**GIVEN PROBLEM A:**
In the isocyanides-versus-nitriles summary, what kind of hydrogen bond does t-BuNC form with H2O?

**SOURCE EXCERPT:**
Isocyanides Versus Nitriles: Divergent Hydrogen Bonding Behavior Driven by the Balance Between Dispersive and Electrostatic Forces
Alexander Kanzow, Martin A. Suhm, Margarethe Bödecker

TL;DR
The paper shows how isocyanides and nitriles form different hydrogen bonds with water or alcohol, influenced by electrostatic and dispersive forces.
Contribution
First characterization of isocyanides as hydrogen-bond acceptors using jet-cooled infrared spectroscopy.
Findings
t-BuNC forms classical σ-type hydrogen bonds with H2O, while t-BuCN prefers dispersion-stabilized π-type arrangements.
Replacing H2O with t-BuOH enhances dispersion interactions, shifting both complexes toward π-type binding.
Hydrogen bonding preferences are governed by the balance between electrostatic and dispersive forces.

**GIVEN PROBLEM B:**
Copy the records word for word, starting with their first line and ending with the line that contains "[0,0,299,200]", including that line.

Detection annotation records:
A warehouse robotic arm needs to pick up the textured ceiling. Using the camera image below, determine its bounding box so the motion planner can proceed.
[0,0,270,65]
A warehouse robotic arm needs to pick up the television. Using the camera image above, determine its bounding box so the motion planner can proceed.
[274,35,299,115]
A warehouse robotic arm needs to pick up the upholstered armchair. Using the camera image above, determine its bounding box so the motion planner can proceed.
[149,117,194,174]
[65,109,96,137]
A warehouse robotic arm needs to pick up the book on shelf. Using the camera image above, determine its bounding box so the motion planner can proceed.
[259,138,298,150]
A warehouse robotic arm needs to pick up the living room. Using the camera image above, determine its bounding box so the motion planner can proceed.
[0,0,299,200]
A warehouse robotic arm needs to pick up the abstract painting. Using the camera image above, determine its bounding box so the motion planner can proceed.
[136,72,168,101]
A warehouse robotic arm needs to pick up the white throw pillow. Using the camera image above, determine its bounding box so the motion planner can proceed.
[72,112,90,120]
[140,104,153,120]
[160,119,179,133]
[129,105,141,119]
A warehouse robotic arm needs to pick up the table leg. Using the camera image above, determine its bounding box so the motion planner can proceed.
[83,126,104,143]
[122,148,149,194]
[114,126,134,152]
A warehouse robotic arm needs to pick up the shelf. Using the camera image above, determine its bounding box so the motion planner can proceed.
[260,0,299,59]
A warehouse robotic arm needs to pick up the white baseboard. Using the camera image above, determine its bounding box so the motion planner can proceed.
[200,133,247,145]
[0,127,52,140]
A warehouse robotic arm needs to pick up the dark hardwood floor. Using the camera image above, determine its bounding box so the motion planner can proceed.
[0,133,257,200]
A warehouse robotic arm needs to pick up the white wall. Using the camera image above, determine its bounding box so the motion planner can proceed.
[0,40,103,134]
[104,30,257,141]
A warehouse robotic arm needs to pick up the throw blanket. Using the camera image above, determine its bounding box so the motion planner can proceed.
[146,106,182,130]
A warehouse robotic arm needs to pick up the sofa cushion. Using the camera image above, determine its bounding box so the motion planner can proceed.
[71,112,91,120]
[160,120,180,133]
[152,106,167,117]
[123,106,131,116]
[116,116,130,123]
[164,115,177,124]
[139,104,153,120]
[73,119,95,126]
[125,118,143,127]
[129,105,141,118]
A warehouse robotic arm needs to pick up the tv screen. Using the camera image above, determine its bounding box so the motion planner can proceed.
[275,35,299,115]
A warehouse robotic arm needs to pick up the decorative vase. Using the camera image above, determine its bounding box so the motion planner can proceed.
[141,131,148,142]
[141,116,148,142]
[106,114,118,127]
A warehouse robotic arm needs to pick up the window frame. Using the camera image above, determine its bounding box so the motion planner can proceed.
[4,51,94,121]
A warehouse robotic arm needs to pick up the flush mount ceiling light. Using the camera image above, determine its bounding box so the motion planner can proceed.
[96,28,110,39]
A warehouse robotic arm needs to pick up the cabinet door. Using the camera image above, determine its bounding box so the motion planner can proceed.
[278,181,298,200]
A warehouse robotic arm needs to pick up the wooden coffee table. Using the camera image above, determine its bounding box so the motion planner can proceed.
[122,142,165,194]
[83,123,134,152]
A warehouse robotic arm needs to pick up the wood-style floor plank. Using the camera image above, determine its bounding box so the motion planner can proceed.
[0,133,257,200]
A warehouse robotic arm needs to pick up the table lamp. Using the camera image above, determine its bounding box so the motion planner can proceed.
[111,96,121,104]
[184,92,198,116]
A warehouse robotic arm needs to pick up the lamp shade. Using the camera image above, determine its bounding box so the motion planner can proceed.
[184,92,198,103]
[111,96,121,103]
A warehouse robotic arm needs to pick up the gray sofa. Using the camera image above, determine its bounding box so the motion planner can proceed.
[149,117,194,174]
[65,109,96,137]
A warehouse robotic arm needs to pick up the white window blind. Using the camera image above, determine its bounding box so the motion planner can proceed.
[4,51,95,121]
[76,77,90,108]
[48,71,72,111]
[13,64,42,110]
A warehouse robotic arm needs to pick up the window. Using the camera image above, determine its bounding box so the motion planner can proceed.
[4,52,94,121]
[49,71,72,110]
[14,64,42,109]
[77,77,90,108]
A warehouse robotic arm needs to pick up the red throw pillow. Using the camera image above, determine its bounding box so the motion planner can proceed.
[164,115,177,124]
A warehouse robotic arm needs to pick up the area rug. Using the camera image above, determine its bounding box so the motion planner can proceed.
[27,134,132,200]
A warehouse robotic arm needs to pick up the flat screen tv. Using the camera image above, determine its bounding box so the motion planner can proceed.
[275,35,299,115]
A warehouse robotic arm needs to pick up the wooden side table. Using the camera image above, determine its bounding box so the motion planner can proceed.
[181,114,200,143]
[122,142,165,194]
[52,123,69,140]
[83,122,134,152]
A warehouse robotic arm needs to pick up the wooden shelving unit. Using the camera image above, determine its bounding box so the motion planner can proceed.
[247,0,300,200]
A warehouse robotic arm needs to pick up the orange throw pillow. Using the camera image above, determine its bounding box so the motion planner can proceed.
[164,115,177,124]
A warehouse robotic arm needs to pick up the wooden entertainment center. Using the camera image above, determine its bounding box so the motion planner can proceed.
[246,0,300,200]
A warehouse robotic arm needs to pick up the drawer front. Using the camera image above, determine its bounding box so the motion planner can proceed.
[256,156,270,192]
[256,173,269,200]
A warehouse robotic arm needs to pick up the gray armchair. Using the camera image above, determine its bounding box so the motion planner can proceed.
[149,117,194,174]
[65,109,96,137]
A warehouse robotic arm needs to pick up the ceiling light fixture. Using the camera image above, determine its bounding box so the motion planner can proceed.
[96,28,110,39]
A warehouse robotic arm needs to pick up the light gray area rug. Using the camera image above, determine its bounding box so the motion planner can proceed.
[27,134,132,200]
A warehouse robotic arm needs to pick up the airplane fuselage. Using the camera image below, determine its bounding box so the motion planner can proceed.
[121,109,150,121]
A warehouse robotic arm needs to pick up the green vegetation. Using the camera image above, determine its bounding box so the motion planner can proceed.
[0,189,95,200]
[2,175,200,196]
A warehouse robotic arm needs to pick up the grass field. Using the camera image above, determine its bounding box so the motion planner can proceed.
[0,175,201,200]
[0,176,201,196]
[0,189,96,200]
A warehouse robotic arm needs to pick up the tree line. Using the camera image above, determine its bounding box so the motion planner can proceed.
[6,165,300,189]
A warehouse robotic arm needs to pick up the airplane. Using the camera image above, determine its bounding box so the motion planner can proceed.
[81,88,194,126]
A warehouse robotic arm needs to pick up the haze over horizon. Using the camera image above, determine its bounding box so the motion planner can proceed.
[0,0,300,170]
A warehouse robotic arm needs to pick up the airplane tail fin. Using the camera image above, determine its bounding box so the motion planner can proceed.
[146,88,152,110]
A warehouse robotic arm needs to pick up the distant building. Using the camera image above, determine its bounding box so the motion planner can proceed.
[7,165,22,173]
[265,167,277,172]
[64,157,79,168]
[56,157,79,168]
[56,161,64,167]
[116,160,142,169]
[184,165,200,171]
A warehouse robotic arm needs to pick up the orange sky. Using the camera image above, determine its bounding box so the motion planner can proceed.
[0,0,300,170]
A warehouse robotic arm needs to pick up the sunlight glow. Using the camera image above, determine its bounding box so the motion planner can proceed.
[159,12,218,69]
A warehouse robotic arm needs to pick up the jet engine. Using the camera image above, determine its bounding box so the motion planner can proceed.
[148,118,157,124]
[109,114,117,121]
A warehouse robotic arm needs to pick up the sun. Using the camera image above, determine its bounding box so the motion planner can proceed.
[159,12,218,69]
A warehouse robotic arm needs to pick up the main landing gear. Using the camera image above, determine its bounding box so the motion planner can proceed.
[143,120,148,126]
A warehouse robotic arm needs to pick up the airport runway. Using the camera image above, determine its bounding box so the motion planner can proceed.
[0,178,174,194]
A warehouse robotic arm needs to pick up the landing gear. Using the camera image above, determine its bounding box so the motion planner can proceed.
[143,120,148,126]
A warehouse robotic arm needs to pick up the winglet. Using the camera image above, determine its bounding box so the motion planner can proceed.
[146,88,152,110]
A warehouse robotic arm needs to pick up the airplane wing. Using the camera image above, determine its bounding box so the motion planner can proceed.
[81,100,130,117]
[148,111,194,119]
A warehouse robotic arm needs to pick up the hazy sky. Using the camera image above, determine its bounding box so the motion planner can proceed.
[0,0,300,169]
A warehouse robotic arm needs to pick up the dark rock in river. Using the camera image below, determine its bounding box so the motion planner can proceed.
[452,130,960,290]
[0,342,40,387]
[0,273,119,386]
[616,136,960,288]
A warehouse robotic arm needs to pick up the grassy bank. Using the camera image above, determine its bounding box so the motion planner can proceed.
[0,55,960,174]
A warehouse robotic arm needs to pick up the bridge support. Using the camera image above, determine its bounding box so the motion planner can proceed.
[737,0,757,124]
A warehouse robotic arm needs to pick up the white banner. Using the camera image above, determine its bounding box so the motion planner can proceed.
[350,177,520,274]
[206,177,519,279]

**TASK OUTPUT A:**
Classical σ-type hydrogen bonds.

**TASK OUTPUT B:**
A warehouse robotic arm needs to pick up the textured ceiling. Using the camera image below, determine its bounding box so the motion planner can proceed.
[0,0,270,65]
A warehouse robotic arm needs to pick up the television. Using the camera image above, determine its bounding box so the motion planner can proceed.
[274,35,299,115]
A warehouse robotic arm needs to pick up the upholstered armchair. Using the camera image above, determine its bounding box so the motion planner can proceed.
[149,117,194,174]
[65,109,96,137]
A warehouse robotic arm needs to pick up the book on shelf. Using the camera image above, determine its bounding box so the motion planner can proceed.
[259,138,298,150]
A warehouse robotic arm needs to pick up the living room. Using the camera image above, determine its bounding box so the motion planner can proceed.
[0,0,299,200]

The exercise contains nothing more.